SELECTED TEXT =>
AFTER the bomb, Gordon lost interest in his business. Joan says: "He now saw life in a totally different perspective. Things which ad been important to him previously did not seem to matter any more. Any how, he was just not fit for it. Luckily, he had no money worries, and he just wanted to let it go at the best price possible. Peter had taken on the major brunt of running the business, and this was not easy for him. He had his own challenges to face. Eventually, the business was sold, and Peter went out on his own. It seemed the best solution in the circumstances, because there was just no way that Gordon could continue."
He found some solace in the ordinary things of life. He resumed his regular morning coffee sessions with his friends in Enniskillen, and his golf partners coaxed him back on to the course. Joe Prenter, who himself had undergone heart surgery, recalls going with Gordon to the golf course merely to look. They discovered that Gordon had a five iron and some golf balls in his car. They both tried their swing, and to their surprise and delight, they could still hit a ball just! Joe says: "That was the beginning of our come back!" At first Gordon could hardly hold the club, but he persevered, and golf at his beloved Murvagh course again became a part of his life.

EXERCISE INSTRUCTIONS =>
a) List every person named in the passage about Gordon.
b) Answer these from the passage about Gordon:
(i) Who took on the major brunt of running the business?
(ii) In which town did Gordon resume his regular morning coffee sessions with friends?
(iii) What did Gordon and Joe discover in Gordon's car at the golf course?
The data is not needed here.

DATA EXTRACT =>

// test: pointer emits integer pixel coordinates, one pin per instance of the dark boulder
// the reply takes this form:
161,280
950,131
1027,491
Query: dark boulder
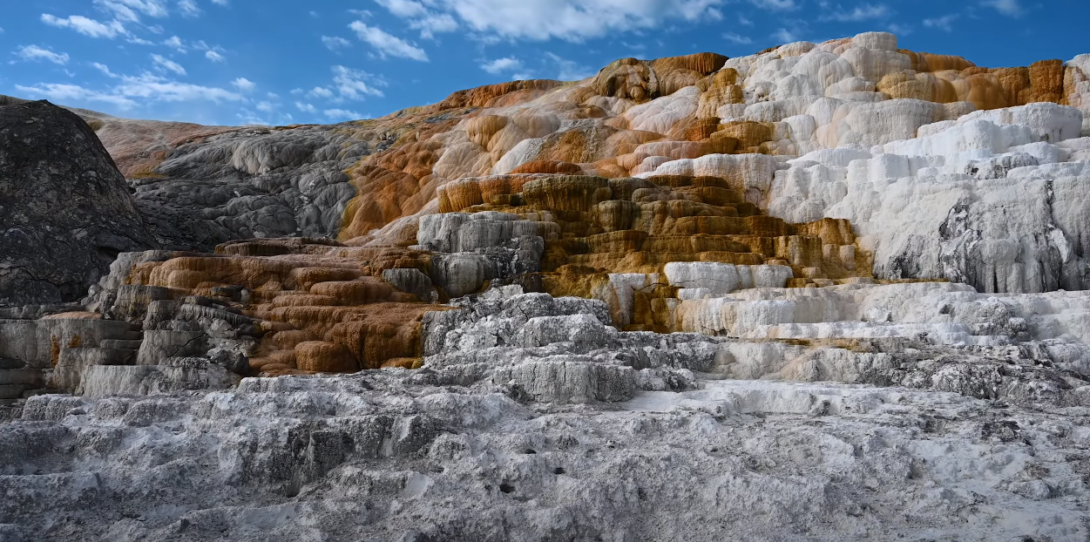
65,211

PER-TASK OUTPUTS =>
a) Gordon, Joan, Peter, Joe Prenter

b)
(i) Peter
(ii) Enniskillen
(iii) A five iron and some golf balls